▶ **Your task**
Render the records below as a Markdown table with two columns, Row and Entry, giving each line a row number and skipping blank lines. Begin at the line that contains "Every instance gets a single point. Point out the snowy" and continue through the end of the records.

▶ **Given records**
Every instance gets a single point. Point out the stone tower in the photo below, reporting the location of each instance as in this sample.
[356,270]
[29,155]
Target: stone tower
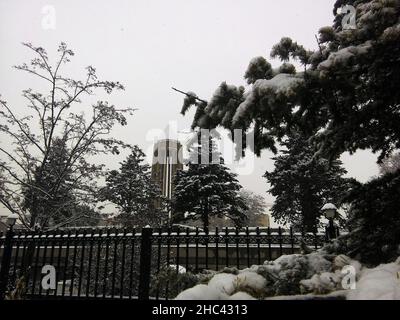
[167,160]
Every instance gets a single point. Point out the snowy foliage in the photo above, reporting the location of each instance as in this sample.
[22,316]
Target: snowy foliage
[351,76]
[207,190]
[302,183]
[133,191]
[302,277]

▶ **Expected answer**
| Row | Entry |
|---|---|
| 1 | Every instance gets a single point. Point out the snowy foliage in the photo above, reporting the location of each instance as in this sample. |
| 2 | [22,316] |
| 3 | Target: snowy foliage |
| 4 | [351,76] |
| 5 | [207,190] |
| 6 | [302,183] |
| 7 | [133,191] |
| 8 | [302,277] |